Instruções de trabalho |
#1 No texto sobre a ILC-AO, reescreva tudo desde "A ILC-AO foi" até "Parlamento, era… anti-constitucional.", substituindo "Parlamento" por "Assembleia".
#2 Responda com base no texto sobre a ILC-AO:
(a) Que comissão foi encarregada de alegar que a ILC era anticonstitucional?
(b) Que lei, segundo o parecer citado, tem requisitos que o Projecto de Lei não cumpre?
(c) Que ferramenta da democracia participativa é indicada em especial aos cidadãos?
#3 Segundo o parecer citado no texto sobre a ILC-AO, por que razão não deve ser admitida a tramitação do Projecto de Lei? Responda em uma a três frases.

Texto de estudo |
^^^^^^^^^^^^^^^^
A ILC-AO foi sujeita a todo esse processamento, sistema de liquidação e trituração “democrática” — até ao envio para o cemitério de incómodos, vulgo, arquivo morto. A pázada final atirada para cima da campa foi, até porque aquela cambada já não sabia mais o que inventar e o raio do yogurt continuava fresco, encarregar a Comissão de Assuntos Constitucionais (CACGDL) de alegar que a ILC, apesar de aceite pelo Parlamento e transformada em Projecto de Lei pelo mesmo Parlamento, era… anti-constitucional.
- O conteúdo do Projecto de Lei n.º 1195/Xlll, visando a desvinculação de Portugal de uma convenção internacional[mentira descabelada; o Projecto de Lei constante da ILC-AO visa apenas revogar a RAR 35/2008, que aprova o 2.º Protocolo], não traduz o exercício de competências legislativas da Assembleia da República, pelo que não cumpre os requisitos constantes da Lei n.º 17/2003, de 4 de Junho, não devendo, consequentemente, ser admitida a sua tramitação, nos termos da alínea a) do n.º 1 do artigo 8.º da referida lei.
- Ainda que o recurso à iniciativa legislativa de cidadãos não se afigure apto à realização do propósito dos subscritores do presente Projecto de Lei, os cidadãos têm ao seu dispor outras ferramentas da democracia participativa, em especial o exercício do direito de petição[brincadeira; isto é puro gozo] junto da Assembleia da República, para que esta recomende ao Governo a adopção das medidas desejadas, ou directamente junto do próprio executivo.
^^^^^^^^^^^^^^^^
Registos fornecidos |
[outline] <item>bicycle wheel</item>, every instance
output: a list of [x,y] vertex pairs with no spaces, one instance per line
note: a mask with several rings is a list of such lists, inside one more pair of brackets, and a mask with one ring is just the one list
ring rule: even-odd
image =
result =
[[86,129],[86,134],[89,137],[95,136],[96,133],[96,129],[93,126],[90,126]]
^^^^^^^^^^^^^^^^
Respostas às tarefas |
#1
A ILC-AO foi sujeita a todo esse processamento, sistema de liquidação e trituração “democrática” — até ao envio para o cemitério de incómodos, vulgo, arquivo morto. A pázada final atirada para cima da campa foi, até porque aquela cambada já não sabia mais o que inventar e o raio do yogurt continuava fresco, encarregar a Comissão de Assuntos Constitucionais (CACGDL) de alegar que a ILC, apesar de aceite pelo Assembleia e transformada em Projecto de Lei pelo mesmo Assembleia, era… anti-constitucional.

#2
(a) A Comissão de Assuntos Constitucionais (CACGDL).
(b) A Lei n.º 17/2003, de 4 de Junho.
(c) O exercício do direito de petição junto da Assembleia da República.

#3 O parecer afirma que o conteúdo do Projecto de Lei, por visar a desvinculação de Portugal de uma convenção internacional, não traduz o exercício de competências legislativas da Assembleia da República. Por isso não cumpre os requisitos da Lei n.º 17/2003, de 4 de Junho. Assim, a sua tramitação não deve ser admitida, nos termos da alínea a) do n.º 1 do artigo 8.º dessa lei.